> What you are asked to do:
Pull out every line of the listing below that contains the string "screen", and treat uppercase and lowercase letters as different.

> Task input:
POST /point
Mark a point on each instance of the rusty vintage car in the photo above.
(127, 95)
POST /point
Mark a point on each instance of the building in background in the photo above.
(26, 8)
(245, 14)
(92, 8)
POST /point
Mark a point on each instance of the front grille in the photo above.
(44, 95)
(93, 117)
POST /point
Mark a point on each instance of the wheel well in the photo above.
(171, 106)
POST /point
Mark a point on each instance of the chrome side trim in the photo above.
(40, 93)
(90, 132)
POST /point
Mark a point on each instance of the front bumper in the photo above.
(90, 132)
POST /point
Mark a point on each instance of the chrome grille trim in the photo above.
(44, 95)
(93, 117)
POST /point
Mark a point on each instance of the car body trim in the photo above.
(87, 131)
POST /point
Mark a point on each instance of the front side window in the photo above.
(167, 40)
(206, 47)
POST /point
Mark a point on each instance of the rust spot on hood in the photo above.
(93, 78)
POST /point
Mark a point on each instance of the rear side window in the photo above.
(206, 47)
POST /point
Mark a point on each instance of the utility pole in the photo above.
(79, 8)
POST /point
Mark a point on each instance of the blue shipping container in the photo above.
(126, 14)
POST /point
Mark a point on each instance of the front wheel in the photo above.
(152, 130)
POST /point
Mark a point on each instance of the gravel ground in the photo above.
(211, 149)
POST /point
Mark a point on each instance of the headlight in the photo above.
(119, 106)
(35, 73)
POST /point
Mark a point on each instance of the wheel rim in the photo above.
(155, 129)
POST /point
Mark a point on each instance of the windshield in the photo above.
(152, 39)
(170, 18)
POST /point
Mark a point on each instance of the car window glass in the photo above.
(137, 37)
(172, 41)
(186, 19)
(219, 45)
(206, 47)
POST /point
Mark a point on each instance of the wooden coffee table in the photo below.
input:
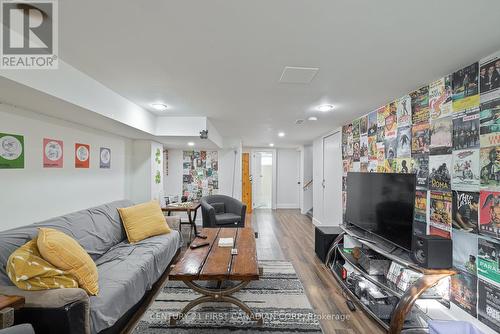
(214, 263)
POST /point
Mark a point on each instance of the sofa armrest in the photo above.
(53, 310)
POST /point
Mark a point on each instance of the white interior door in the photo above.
(332, 177)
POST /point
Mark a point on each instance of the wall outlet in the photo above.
(6, 317)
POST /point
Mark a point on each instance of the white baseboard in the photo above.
(316, 222)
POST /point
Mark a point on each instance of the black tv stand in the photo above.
(405, 316)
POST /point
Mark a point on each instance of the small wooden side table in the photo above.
(15, 302)
(190, 209)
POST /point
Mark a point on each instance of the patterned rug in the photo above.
(278, 297)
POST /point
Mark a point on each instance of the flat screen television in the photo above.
(383, 204)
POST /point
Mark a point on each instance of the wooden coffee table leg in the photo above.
(216, 295)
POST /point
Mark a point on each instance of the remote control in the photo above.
(194, 246)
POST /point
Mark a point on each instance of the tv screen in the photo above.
(382, 203)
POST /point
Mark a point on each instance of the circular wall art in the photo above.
(53, 151)
(10, 148)
(82, 153)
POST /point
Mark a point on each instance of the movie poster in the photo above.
(404, 142)
(489, 77)
(465, 211)
(440, 98)
(439, 172)
(488, 305)
(363, 125)
(391, 165)
(372, 166)
(372, 123)
(441, 134)
(465, 251)
(488, 252)
(440, 210)
(363, 155)
(489, 118)
(466, 129)
(380, 157)
(464, 292)
(420, 105)
(489, 214)
(421, 206)
(391, 147)
(356, 150)
(490, 167)
(380, 135)
(466, 88)
(421, 169)
(439, 232)
(381, 117)
(465, 174)
(404, 110)
(372, 148)
(403, 165)
(390, 125)
(420, 138)
(53, 153)
(355, 130)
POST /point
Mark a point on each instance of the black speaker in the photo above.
(323, 238)
(432, 251)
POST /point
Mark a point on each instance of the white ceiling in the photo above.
(224, 58)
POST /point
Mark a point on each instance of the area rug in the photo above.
(278, 297)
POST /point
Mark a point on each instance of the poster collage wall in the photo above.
(200, 175)
(12, 153)
(448, 134)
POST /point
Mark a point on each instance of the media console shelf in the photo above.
(337, 257)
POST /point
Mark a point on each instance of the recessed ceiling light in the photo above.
(325, 107)
(159, 106)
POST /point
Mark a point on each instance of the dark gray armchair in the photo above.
(222, 211)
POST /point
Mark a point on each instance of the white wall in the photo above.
(318, 181)
(287, 163)
(36, 193)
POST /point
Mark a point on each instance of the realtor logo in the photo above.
(29, 34)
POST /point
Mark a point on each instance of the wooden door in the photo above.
(246, 186)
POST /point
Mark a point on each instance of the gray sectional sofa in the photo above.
(126, 272)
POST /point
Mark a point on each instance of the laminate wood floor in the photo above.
(289, 235)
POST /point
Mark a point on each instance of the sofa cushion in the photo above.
(96, 230)
(126, 272)
(29, 271)
(227, 218)
(66, 254)
(219, 207)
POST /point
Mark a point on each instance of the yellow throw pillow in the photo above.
(143, 221)
(66, 254)
(29, 271)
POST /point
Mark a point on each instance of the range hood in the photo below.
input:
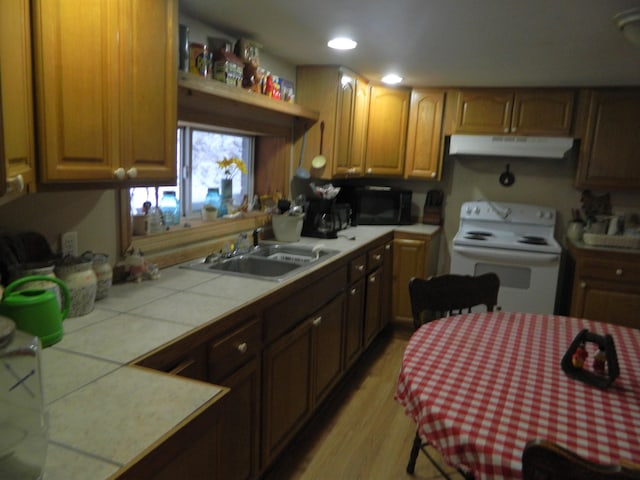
(510, 146)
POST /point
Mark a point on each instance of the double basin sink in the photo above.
(275, 262)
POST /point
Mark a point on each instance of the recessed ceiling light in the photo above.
(391, 79)
(342, 43)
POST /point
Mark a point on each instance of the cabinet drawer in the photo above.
(375, 258)
(610, 270)
(230, 352)
(357, 268)
(285, 315)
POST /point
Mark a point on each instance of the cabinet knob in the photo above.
(15, 184)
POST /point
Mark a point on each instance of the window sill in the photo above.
(181, 244)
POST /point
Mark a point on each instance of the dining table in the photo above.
(480, 385)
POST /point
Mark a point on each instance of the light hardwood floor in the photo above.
(361, 433)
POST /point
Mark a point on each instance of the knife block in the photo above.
(432, 215)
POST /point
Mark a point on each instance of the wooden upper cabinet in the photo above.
(610, 148)
(387, 131)
(342, 98)
(17, 158)
(425, 135)
(351, 121)
(543, 112)
(106, 85)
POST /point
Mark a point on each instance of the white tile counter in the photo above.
(104, 413)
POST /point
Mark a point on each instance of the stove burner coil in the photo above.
(532, 240)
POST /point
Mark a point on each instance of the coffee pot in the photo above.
(37, 311)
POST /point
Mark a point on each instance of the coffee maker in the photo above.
(321, 219)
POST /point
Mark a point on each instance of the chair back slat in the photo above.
(451, 294)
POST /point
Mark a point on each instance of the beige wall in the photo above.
(93, 214)
(542, 182)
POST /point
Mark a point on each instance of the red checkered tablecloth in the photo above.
(480, 385)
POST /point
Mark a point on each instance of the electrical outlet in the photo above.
(69, 244)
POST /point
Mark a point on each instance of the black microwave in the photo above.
(379, 205)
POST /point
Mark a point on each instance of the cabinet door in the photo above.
(387, 133)
(609, 150)
(409, 258)
(16, 93)
(239, 425)
(107, 86)
(344, 124)
(373, 306)
(327, 347)
(353, 321)
(484, 111)
(424, 135)
(286, 389)
(605, 301)
(77, 71)
(149, 97)
(543, 112)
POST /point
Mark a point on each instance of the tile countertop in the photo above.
(104, 413)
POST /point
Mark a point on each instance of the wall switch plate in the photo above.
(69, 244)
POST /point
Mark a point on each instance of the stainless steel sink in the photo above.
(274, 262)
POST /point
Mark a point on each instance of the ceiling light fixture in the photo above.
(629, 24)
(391, 79)
(342, 43)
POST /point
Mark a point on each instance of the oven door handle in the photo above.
(506, 256)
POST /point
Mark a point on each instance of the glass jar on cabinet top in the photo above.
(170, 208)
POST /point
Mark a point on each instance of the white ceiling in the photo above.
(442, 42)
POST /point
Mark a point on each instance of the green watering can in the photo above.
(36, 311)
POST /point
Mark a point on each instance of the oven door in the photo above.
(528, 280)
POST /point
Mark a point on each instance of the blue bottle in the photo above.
(170, 208)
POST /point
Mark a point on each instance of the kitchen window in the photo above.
(199, 148)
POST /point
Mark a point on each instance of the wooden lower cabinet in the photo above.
(287, 389)
(606, 285)
(239, 425)
(414, 255)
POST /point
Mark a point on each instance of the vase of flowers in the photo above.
(230, 166)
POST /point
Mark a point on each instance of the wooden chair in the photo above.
(545, 460)
(443, 296)
(451, 294)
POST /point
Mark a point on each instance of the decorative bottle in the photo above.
(170, 208)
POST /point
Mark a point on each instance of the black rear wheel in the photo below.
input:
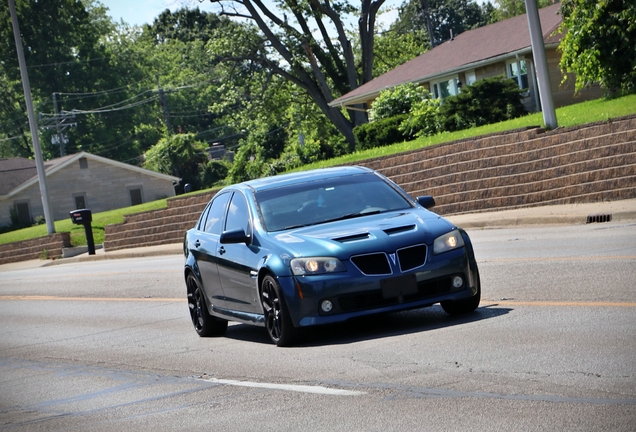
(278, 323)
(205, 324)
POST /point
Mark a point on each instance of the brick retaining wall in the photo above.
(42, 247)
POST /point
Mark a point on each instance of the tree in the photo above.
(179, 155)
(486, 101)
(444, 17)
(598, 45)
(505, 9)
(393, 49)
(319, 60)
(73, 64)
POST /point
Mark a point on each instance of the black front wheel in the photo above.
(205, 324)
(278, 323)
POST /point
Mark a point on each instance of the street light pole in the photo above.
(39, 163)
(538, 52)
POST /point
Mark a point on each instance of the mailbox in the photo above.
(80, 217)
(84, 217)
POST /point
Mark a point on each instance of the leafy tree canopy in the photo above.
(447, 17)
(598, 45)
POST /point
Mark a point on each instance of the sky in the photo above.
(138, 12)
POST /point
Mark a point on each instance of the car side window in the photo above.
(238, 215)
(213, 223)
(203, 217)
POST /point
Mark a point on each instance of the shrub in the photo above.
(397, 100)
(490, 100)
(380, 132)
(424, 119)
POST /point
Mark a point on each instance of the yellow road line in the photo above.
(582, 258)
(120, 299)
(484, 303)
(556, 303)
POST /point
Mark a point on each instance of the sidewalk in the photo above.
(572, 214)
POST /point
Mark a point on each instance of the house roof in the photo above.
(466, 51)
(17, 174)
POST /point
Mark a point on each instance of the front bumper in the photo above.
(353, 294)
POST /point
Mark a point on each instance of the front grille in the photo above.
(372, 264)
(412, 257)
(373, 299)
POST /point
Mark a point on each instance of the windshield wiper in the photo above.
(352, 215)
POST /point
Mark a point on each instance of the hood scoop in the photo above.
(399, 230)
(352, 237)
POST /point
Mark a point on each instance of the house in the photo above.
(80, 180)
(502, 48)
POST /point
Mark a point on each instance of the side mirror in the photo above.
(426, 201)
(235, 236)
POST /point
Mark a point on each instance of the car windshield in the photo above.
(326, 200)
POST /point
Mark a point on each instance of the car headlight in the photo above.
(447, 242)
(316, 265)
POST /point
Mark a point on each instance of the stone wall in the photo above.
(49, 247)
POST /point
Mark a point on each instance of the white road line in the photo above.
(287, 387)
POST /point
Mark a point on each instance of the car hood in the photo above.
(382, 232)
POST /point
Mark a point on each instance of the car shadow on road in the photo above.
(373, 327)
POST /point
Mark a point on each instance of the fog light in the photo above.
(326, 306)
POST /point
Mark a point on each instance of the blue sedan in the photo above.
(319, 247)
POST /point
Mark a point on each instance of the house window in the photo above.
(445, 88)
(518, 70)
(470, 77)
(80, 201)
(23, 212)
(135, 196)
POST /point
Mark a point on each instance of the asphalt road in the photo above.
(108, 345)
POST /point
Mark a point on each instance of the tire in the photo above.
(463, 306)
(278, 323)
(205, 324)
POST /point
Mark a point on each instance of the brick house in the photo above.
(499, 49)
(80, 180)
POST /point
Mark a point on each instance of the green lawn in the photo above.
(78, 236)
(586, 112)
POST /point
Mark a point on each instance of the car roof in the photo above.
(302, 177)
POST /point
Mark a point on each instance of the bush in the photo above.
(380, 132)
(487, 101)
(424, 119)
(397, 100)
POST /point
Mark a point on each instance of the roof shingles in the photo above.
(470, 47)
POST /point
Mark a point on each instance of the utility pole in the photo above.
(39, 163)
(164, 106)
(429, 23)
(538, 52)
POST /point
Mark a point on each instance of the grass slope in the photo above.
(573, 115)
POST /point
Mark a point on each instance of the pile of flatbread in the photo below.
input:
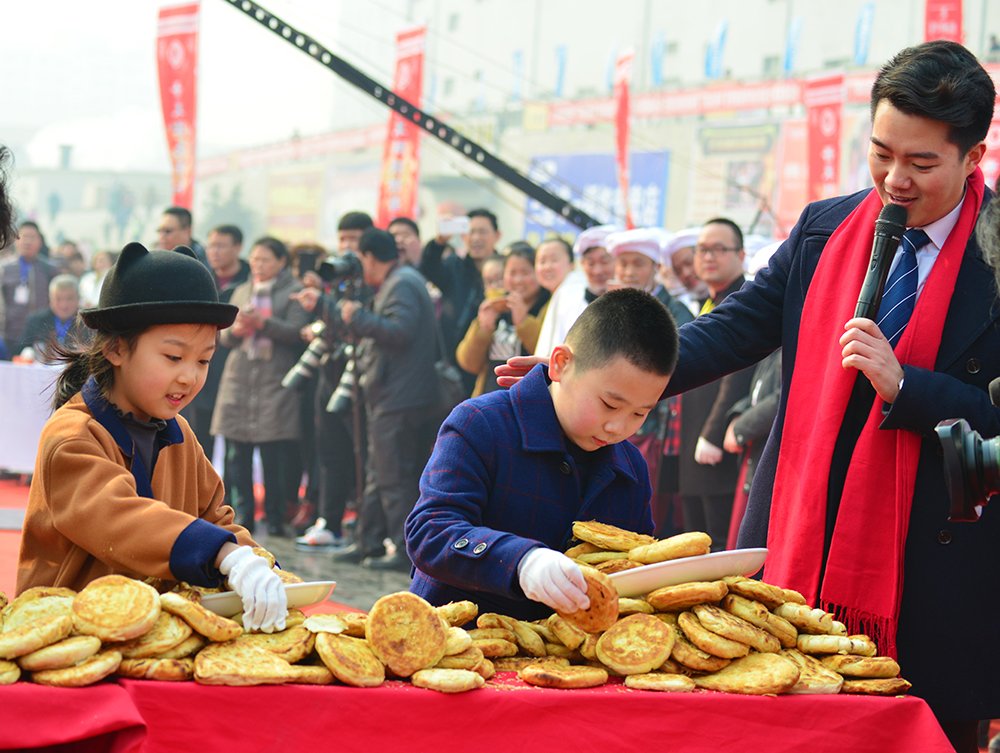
(734, 635)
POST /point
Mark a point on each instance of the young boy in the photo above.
(512, 469)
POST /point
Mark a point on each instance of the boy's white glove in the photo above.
(554, 579)
(265, 605)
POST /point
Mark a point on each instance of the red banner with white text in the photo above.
(824, 97)
(177, 60)
(943, 20)
(397, 195)
(623, 70)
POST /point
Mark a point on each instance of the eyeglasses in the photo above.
(713, 250)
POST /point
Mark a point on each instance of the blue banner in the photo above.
(590, 182)
(792, 44)
(863, 33)
(716, 47)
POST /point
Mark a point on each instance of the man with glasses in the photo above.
(175, 230)
(708, 475)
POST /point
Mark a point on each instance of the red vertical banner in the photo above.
(177, 60)
(623, 70)
(943, 20)
(397, 195)
(824, 98)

> Solution to the problem:
Mark a point on each instance of the flat screen television in the photo above.
Mark a point on each instance of the tv screen in the photo above.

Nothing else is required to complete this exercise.